§ Given exercise 1
Repeat word for word the lines of the listing below, starting with the line that contains "like point(389, 30)?" and going on through the line that contains "point(982, 407)".

§ Document
======

Char Siu

6 Jan

char siu

Char siu, also known as Chinese barbecued pork, is used in a variety of applications; you’ll find this delicious meat, with its often bright red exterior, on top of ramen, diced in fried rice, as a filling in char siu bao (steamed pork buns), and even served plain, arranged beautifully on a plate. The characteristic red crust is best achieved with the addition of food coloring, but I opted to go without it and still had a gorgeous deep red hue on the outside. I chose to make this using pork shoulder, but for something more decadent, you can use pork belly.

Char Siu (adapted from Use Real Butter)
Yield: 6 servings


  • 3 Tbsp maltose*
  • 3 Tbsp honey
  • 3 Tbsp hoisin sauce
  • 3 Tbsp soy sauce
  • 1 Tbsp shaoxing cooking wine
  • 1 tsp Chinese five-spice
  • 1 tsp sesame oil
  • 1/4 tsp white pepper
  • 1 (2-lb) pork shoulder, cut into 8 pieces
  • 4 cloves garlic, minced
  • 3 Tbsp peanut or canola oil

*Maltose is similar to honey but less sweet and can be found at many Asian markets. If you can’t find maltose, you can substitute honey.

======

§ Given exercise 2
According to the char siu recipe, what can be used in place of maltose if it can't be found?

======

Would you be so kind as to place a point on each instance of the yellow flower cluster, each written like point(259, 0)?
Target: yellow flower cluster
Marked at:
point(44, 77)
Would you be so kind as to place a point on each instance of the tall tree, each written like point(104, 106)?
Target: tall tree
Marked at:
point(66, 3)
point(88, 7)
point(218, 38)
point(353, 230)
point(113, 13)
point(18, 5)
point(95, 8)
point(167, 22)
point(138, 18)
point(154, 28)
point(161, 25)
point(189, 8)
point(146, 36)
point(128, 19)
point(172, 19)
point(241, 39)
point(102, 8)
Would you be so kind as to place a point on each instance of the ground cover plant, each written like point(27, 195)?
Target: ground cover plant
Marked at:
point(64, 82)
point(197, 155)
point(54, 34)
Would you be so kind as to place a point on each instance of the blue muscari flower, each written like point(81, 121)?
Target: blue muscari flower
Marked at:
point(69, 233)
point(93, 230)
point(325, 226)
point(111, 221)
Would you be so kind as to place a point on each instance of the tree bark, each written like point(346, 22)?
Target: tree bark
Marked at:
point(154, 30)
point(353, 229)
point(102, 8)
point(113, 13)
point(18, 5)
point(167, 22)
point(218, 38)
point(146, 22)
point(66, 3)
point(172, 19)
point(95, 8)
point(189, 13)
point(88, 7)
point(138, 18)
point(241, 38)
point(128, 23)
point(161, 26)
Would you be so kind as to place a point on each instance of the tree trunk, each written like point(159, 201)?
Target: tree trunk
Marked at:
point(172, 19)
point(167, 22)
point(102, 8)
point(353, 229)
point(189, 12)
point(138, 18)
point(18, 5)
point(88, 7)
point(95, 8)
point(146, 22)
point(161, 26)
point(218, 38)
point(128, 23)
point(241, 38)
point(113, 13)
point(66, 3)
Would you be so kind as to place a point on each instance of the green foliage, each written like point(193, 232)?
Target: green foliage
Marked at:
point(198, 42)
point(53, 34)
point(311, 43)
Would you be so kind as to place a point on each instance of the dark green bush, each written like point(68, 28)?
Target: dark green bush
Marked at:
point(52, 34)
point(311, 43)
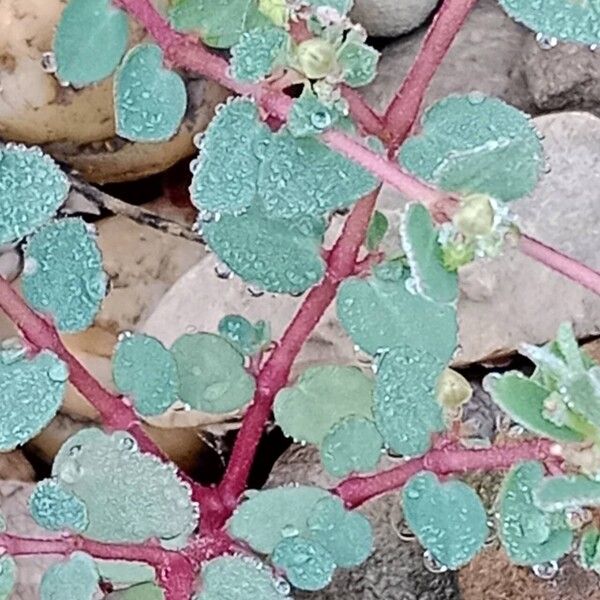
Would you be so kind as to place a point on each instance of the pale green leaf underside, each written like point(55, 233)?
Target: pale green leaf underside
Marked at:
point(567, 20)
point(75, 578)
point(320, 398)
point(267, 516)
point(406, 408)
point(476, 144)
point(145, 370)
point(448, 518)
point(32, 188)
point(237, 578)
point(129, 496)
point(150, 100)
point(379, 314)
point(523, 400)
point(90, 40)
point(64, 276)
point(529, 535)
point(424, 254)
point(353, 445)
point(211, 372)
point(31, 392)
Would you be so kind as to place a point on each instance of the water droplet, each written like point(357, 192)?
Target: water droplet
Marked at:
point(547, 570)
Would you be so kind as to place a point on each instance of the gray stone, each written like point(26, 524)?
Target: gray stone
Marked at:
point(482, 57)
point(566, 77)
point(395, 571)
point(391, 18)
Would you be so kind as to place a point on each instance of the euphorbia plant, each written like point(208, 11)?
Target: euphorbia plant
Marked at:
point(272, 169)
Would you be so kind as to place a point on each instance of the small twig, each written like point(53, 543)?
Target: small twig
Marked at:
point(135, 213)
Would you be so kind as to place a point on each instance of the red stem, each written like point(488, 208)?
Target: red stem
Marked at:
point(358, 490)
point(406, 104)
point(275, 372)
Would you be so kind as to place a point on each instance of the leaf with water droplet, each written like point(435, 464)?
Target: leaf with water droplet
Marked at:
point(245, 337)
point(353, 445)
point(266, 517)
point(75, 578)
point(380, 312)
point(523, 399)
point(567, 20)
point(302, 176)
point(90, 41)
point(130, 496)
point(32, 188)
point(377, 229)
point(476, 144)
point(275, 254)
point(448, 518)
point(237, 578)
point(320, 398)
point(529, 535)
point(257, 53)
point(143, 368)
point(211, 372)
point(8, 576)
point(425, 256)
point(225, 176)
point(406, 409)
point(150, 100)
point(57, 509)
point(67, 280)
point(31, 392)
point(219, 23)
point(347, 535)
point(306, 564)
point(359, 63)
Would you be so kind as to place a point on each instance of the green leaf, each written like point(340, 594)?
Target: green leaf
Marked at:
point(57, 509)
point(246, 338)
point(359, 63)
point(406, 408)
point(529, 535)
point(523, 399)
point(278, 255)
point(237, 578)
point(63, 274)
point(320, 398)
point(567, 20)
point(448, 518)
point(302, 176)
point(211, 371)
point(425, 256)
point(258, 53)
point(31, 392)
point(145, 591)
point(476, 144)
point(566, 491)
point(90, 41)
point(379, 313)
point(150, 100)
point(130, 496)
point(377, 230)
point(226, 173)
point(32, 188)
point(220, 23)
point(270, 515)
point(309, 116)
point(75, 578)
point(346, 535)
point(353, 445)
point(306, 564)
point(8, 576)
point(145, 370)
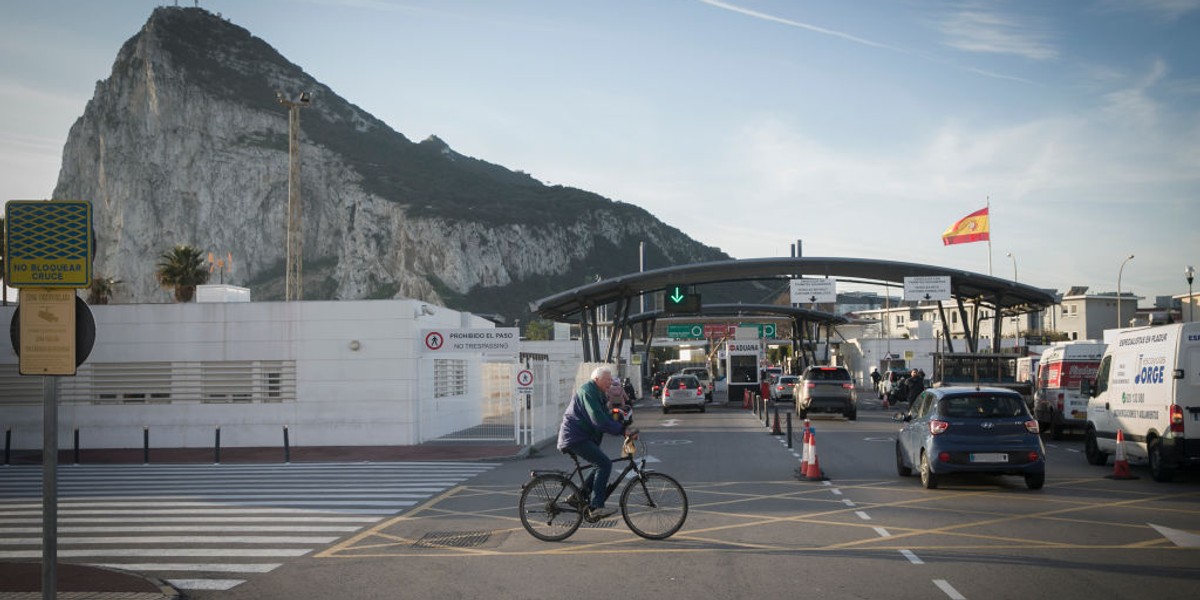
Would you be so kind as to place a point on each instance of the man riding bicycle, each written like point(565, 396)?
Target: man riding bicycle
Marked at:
point(585, 423)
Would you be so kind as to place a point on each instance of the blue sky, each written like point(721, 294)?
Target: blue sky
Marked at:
point(864, 129)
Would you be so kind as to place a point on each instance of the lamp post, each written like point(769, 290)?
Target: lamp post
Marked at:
point(1119, 288)
point(293, 288)
point(1189, 273)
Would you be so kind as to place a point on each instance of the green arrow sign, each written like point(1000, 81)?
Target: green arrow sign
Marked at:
point(685, 331)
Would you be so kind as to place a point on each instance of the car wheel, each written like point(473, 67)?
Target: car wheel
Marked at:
point(1159, 468)
point(1035, 480)
point(928, 479)
point(1092, 449)
point(1056, 430)
point(901, 468)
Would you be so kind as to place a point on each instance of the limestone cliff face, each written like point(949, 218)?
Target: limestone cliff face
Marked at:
point(185, 143)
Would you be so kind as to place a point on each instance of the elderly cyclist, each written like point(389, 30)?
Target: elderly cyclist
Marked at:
point(585, 423)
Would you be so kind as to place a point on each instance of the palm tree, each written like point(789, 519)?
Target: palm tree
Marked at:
point(183, 269)
point(101, 289)
point(4, 283)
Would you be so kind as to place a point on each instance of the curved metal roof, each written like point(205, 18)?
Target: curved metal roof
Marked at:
point(1003, 294)
point(737, 310)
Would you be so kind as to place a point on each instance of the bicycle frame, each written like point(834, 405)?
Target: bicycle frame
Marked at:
point(577, 473)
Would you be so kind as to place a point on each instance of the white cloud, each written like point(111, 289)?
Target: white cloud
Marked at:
point(808, 27)
point(978, 30)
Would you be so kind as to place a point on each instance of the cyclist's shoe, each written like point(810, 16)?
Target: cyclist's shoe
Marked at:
point(597, 514)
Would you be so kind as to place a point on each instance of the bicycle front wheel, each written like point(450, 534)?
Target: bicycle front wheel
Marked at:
point(654, 507)
point(551, 508)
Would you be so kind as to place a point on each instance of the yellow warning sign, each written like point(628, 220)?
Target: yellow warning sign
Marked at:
point(47, 333)
point(49, 244)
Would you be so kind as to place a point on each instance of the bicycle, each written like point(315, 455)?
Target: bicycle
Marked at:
point(552, 507)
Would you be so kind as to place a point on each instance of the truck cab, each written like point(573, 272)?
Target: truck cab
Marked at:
point(1147, 388)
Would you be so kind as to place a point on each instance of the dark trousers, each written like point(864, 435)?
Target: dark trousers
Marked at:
point(599, 477)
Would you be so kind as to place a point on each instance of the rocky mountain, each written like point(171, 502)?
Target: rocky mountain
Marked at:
point(186, 143)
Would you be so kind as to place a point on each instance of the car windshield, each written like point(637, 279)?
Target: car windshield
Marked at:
point(825, 375)
point(683, 383)
point(982, 407)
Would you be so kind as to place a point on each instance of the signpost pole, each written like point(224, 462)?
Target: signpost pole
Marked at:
point(49, 486)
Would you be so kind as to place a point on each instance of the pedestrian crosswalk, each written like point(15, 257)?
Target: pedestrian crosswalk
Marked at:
point(208, 526)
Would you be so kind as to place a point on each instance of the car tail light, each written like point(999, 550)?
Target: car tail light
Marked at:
point(1176, 419)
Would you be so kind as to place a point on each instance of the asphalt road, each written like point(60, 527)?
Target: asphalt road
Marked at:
point(754, 531)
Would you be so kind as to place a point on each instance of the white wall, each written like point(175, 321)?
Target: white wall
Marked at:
point(345, 396)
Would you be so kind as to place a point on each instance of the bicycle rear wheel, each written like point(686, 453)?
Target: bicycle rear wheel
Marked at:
point(551, 508)
point(654, 507)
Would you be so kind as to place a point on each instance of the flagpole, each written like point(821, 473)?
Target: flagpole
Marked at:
point(988, 208)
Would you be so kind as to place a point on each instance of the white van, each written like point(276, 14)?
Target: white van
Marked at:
point(1057, 403)
point(1147, 387)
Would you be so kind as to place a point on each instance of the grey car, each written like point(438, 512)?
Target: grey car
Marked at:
point(825, 389)
point(970, 430)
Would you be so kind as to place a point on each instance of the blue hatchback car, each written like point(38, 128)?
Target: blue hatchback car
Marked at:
point(970, 430)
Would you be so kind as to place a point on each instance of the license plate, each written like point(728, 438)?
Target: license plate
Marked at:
point(989, 457)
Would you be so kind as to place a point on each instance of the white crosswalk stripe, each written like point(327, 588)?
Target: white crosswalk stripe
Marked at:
point(196, 525)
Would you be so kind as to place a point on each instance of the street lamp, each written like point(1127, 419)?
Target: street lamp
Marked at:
point(293, 287)
point(1119, 288)
point(1189, 273)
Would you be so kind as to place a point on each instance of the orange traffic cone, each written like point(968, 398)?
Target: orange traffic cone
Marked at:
point(814, 462)
point(802, 473)
point(1121, 463)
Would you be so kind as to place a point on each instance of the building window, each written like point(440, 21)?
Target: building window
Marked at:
point(449, 377)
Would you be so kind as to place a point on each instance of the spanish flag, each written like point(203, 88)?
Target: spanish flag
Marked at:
point(970, 228)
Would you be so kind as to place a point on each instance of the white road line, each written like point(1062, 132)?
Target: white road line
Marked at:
point(162, 552)
point(67, 505)
point(945, 586)
point(166, 528)
point(193, 567)
point(217, 585)
point(175, 539)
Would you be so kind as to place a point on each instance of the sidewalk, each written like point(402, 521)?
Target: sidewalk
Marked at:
point(23, 581)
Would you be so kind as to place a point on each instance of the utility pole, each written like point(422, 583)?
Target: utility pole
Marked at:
point(293, 287)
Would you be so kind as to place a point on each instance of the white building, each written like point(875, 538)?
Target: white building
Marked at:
point(331, 372)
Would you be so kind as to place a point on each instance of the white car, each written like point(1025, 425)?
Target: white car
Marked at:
point(706, 379)
point(683, 391)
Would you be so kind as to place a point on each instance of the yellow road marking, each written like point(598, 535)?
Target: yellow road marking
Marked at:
point(360, 547)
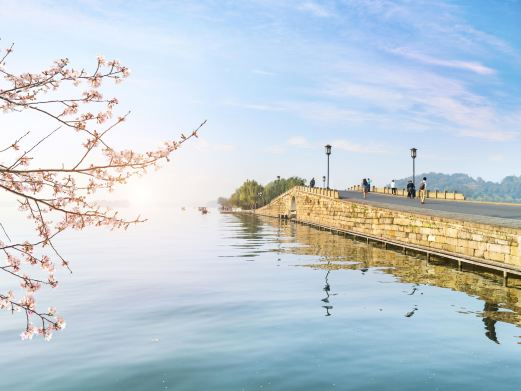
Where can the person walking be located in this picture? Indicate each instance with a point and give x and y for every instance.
(423, 190)
(365, 187)
(411, 191)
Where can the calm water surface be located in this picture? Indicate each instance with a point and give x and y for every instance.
(223, 302)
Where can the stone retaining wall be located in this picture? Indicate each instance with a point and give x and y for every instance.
(437, 194)
(467, 238)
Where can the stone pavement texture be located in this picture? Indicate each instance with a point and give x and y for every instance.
(495, 214)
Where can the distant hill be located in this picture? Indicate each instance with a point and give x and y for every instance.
(508, 190)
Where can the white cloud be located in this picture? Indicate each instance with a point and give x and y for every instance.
(275, 150)
(456, 64)
(349, 146)
(300, 142)
(203, 145)
(314, 9)
(263, 72)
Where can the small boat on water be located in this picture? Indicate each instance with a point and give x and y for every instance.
(224, 209)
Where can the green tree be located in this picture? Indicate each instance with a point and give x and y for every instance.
(248, 196)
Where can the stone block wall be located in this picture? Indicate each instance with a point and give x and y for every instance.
(467, 238)
(437, 194)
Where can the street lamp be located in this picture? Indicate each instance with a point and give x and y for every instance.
(413, 155)
(328, 153)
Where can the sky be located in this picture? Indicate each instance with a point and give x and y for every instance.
(278, 79)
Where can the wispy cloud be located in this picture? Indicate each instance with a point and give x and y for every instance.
(314, 9)
(275, 149)
(349, 146)
(263, 72)
(205, 146)
(456, 64)
(300, 142)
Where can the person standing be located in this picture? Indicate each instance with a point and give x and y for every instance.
(423, 190)
(393, 187)
(410, 190)
(365, 187)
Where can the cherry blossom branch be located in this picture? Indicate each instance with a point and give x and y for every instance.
(59, 197)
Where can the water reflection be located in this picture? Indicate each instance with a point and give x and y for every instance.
(327, 289)
(490, 323)
(501, 304)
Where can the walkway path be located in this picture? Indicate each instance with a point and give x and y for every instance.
(465, 207)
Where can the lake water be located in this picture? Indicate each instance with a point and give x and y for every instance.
(224, 302)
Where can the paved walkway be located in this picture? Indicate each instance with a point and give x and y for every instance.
(493, 211)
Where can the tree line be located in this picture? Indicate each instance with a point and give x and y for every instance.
(252, 195)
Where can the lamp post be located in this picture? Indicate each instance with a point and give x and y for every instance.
(328, 153)
(413, 155)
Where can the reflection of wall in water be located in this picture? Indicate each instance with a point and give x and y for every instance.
(408, 269)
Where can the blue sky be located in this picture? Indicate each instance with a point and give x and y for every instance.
(277, 80)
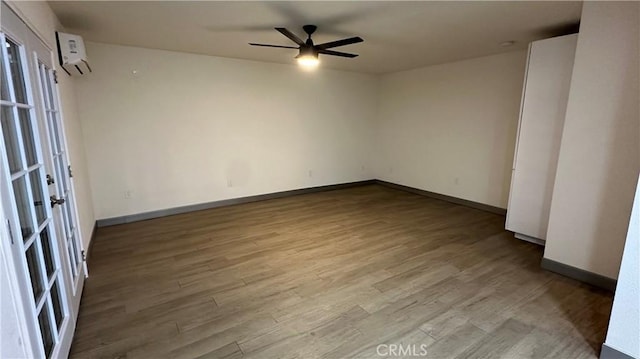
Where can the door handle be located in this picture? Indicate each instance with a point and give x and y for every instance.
(54, 201)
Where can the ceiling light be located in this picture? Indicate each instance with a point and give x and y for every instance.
(308, 61)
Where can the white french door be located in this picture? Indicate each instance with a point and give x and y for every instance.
(36, 192)
(61, 193)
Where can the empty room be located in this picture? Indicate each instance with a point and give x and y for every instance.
(320, 179)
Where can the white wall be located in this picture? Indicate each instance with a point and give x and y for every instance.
(451, 128)
(186, 129)
(624, 324)
(39, 17)
(599, 155)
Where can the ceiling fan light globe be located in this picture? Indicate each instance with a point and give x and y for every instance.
(308, 61)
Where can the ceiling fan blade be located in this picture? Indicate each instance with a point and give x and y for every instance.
(290, 35)
(280, 46)
(343, 42)
(336, 53)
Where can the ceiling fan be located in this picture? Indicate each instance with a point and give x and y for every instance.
(308, 55)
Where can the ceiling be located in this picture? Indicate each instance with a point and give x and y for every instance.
(398, 35)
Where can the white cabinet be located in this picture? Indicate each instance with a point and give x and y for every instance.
(542, 111)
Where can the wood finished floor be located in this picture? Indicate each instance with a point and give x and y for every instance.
(331, 275)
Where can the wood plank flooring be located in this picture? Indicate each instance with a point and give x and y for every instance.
(331, 275)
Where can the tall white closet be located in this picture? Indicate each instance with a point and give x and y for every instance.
(542, 111)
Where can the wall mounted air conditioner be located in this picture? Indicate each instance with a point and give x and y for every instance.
(71, 54)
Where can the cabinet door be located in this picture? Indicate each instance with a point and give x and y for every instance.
(544, 103)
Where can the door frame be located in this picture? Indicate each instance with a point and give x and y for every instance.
(32, 55)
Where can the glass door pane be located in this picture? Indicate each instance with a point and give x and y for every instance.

======

§ Exercise response 1
Would you be so kind as to place a point on each instance of the elderly cyclist, each written like point(389, 30)?
Target: elderly cyclist
Marked at:
point(585, 423)
Would you be so kind as to place a point on each instance of the palm tree, each written like point(789, 519)?
Target: palm tree
Marked at:
point(183, 269)
point(101, 289)
point(4, 283)
Would you be so kind as to place a point on each instance of the curved metal roof, each written like point(205, 18)?
Target: curved metal roof
Marked at:
point(1003, 294)
point(737, 310)
Would you be so kind as to place a point on each instance of the bicycle frame, each written like point(834, 405)?
Target: bicycle frame
Marked at:
point(577, 473)
Would you be so kind as to place a point on each instance of the white cloud, each written like point(111, 289)?
Target: white cloud
Marked at:
point(808, 27)
point(978, 30)
Would you be so kind as to place a point on each instance of the cyclist's shoe, each written like point(810, 16)?
Target: cyclist's shoe
Marked at:
point(597, 514)
Would you be so kind as to place a point on each instance of the bicycle front wheel, each written like point(450, 534)?
Target: bicycle front wheel
Marked at:
point(654, 507)
point(551, 508)
Would you be so kind as to place a point on each instance of the yellow warning sign, each written like point(628, 220)?
Target: yellow warning sign
Marked at:
point(47, 333)
point(49, 244)
Would you be so kind as to place a point on each instance of the bicycle, each written like point(315, 455)?
Target: bicycle
Marked at:
point(552, 507)
Would you be so kind as to place a point on each instance of the truck cab, each written like point(573, 272)?
Target: truck cab
Marked at:
point(1147, 388)
Would you be so kind as to place a point on each instance of the dark trousers, each written like point(864, 435)?
Target: dark trousers
Marked at:
point(599, 477)
Would you be so kind as to place a point on each instance of the rocky mountain, each written like point(171, 502)?
Target: rocky mountain
Marked at:
point(186, 143)
Would you be so kind as to place a point on each instance of the car windshield, each written like point(637, 279)?
Target: car windshield
Marked at:
point(825, 375)
point(683, 383)
point(982, 407)

§ Exercise response 2
Honey